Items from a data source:
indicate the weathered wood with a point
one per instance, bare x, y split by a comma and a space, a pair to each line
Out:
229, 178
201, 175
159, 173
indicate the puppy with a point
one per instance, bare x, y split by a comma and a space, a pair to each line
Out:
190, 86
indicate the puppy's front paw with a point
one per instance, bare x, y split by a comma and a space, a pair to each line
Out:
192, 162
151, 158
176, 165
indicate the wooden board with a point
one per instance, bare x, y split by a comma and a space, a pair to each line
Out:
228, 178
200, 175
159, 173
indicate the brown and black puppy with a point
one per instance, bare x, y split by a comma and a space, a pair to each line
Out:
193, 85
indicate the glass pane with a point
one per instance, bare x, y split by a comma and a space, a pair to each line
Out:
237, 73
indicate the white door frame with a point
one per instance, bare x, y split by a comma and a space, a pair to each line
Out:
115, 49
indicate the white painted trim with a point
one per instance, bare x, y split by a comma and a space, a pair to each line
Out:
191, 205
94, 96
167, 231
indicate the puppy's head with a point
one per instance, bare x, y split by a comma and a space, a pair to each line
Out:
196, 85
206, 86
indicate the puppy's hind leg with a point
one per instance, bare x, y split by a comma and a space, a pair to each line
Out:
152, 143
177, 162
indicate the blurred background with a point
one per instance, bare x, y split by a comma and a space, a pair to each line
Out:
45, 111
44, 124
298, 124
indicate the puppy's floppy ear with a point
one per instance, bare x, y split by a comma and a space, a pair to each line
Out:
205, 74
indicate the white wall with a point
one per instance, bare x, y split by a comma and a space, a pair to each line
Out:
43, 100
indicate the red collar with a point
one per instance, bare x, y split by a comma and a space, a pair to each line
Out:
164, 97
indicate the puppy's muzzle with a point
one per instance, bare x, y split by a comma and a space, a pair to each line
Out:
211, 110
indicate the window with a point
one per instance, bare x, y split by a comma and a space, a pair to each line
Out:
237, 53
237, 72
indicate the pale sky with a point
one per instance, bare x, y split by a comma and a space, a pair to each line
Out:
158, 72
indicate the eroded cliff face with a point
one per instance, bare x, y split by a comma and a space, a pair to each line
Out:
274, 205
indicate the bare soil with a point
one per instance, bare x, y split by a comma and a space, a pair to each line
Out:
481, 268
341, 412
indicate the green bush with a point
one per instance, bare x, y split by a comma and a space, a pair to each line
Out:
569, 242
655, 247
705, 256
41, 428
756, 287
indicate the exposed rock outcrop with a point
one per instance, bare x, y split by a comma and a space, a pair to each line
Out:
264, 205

Aim: Your task is to extract all of the records exactly.

Solved exercise:
indicate the weathered wood with a point
one per instance, bare x, y split by a comma and a space, a pair to each line
Out:
229, 178
201, 175
159, 173
indicate the puppy with a point
one per instance, bare x, y split by a comma and a space, a pair to each line
Out:
190, 86
indicate the puppy's front paw with a point
one per instance, bare x, y split by a comma and a space, a pair to each line
Out:
192, 162
151, 158
176, 165
indicate the wooden board with a point
one per instance, bare x, y split by a comma and a space, a pair to each line
Out:
228, 178
200, 175
159, 173
indicate the brown and black puppy with a point
one per instance, bare x, y split by a comma and a space, a pair to each line
Out:
193, 85
indicate the glass pane with a point
one per instance, bare x, y split by a comma and a space, a pair to each line
Out:
237, 73
indicate the white door frame with a point
one per instance, bare x, y split by a comma and a space, a pair to each line
Out:
115, 49
indicate the white painted trim with a point
one per instance, bare x, y split by a comma and a space, a pair to each line
Out:
191, 205
94, 96
167, 231
indicate the puppy's head with a point
one per instance, bare x, y split by a comma and a space, a pair to each line
Out:
196, 85
206, 86
indicate the puppy's hind leg with a point
one per instance, bare x, y split by a comma and a space, a pair to each line
Out:
152, 143
177, 162
indicate the blurred background with a point
one per instance, bare x, y split by a comma and a space, a pair to each line
Out:
45, 111
44, 124
298, 124
indicate the puppy's floppy ear with a point
one per instance, bare x, y split by a comma and a space, a pair to each line
Out:
205, 74
indicate the white wall with a point
one per instance, bare x, y split by a comma and a space, a pair to each line
Out:
43, 100
indicate the red collar with a point
one per instance, bare x, y split by a comma and a space, a pair to each line
Out:
164, 97
indicate the puppy's muzzle with a point
one per instance, bare x, y split by a comma and a space, a pair to each line
Out:
211, 110
indicate the window with a point
one per instance, bare x, y split by a comma and a space, a pair to each line
Out:
237, 53
237, 72
indicate the pale sky with a point
one per instance, bare x, y split by a comma and a space, a pair to each line
Out:
158, 72
indicate the eroded cliff face with a point
one per instance, bare x, y split by a comma and a space, a pair to each line
Out:
274, 205
indicate the bare soil with a point
one per instance, bare x, y split by a comma and a space, a pair to each line
Out:
481, 268
341, 412
indicate the green bush with a point
one per instance, bare x, y split by a comma and a space, a pair to each line
Out:
569, 242
655, 247
705, 256
41, 428
756, 287
indicate the exposed rock outcrop with a point
one per instance, bare x, y split by a comma and a space, a pair to each line
Out:
264, 205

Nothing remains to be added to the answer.